__What is expected__.
How many lines in the items below contain the string "Sample"? Case counts. Reply with the number alone.

__Record list__.
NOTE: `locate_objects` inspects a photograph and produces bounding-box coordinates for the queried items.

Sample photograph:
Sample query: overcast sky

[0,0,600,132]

--

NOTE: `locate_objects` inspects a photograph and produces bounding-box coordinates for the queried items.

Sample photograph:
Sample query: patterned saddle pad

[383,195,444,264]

---

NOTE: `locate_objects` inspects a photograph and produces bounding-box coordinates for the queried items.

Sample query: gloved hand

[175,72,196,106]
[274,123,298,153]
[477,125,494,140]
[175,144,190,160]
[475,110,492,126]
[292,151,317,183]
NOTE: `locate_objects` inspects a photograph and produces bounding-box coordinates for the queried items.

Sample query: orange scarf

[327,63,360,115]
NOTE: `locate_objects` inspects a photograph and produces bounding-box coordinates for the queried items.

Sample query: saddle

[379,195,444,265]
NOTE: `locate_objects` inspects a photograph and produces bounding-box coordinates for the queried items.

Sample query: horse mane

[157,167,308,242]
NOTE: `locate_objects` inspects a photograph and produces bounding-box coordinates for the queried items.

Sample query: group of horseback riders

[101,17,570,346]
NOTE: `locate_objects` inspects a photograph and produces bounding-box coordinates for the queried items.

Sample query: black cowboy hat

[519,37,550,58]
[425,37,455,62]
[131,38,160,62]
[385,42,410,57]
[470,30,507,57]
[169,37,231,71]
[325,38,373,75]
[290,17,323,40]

__Exercise solution__.
10